* Record set
===
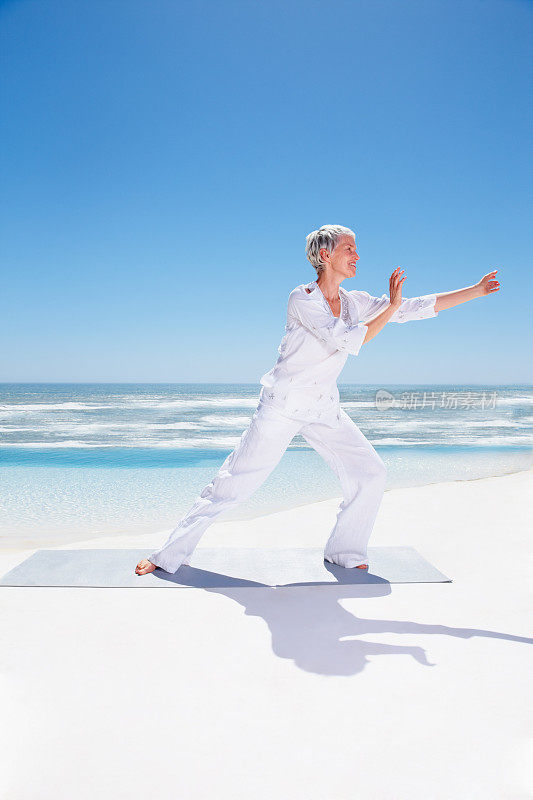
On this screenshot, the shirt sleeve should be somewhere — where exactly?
[358,291,439,322]
[287,297,368,356]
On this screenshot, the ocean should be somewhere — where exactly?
[0,383,533,548]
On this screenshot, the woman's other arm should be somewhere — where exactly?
[435,269,500,311]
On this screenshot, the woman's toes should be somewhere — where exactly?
[135,558,155,575]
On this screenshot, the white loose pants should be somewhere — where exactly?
[148,402,386,572]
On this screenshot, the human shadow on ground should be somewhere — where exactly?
[153,567,533,676]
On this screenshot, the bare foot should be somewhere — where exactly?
===
* Task requirements
Transfer every line of the records, from the line containing "On this screenshot, the human" through the end of the records (both ends included), and add 101 to each bounding-box coordinate.

* Final result
On this screenshot, the human shadow on ground should be somewhere — where exactly?
[254,668,634,777]
On this screenshot, the bare foot should be somewhere — where exactly?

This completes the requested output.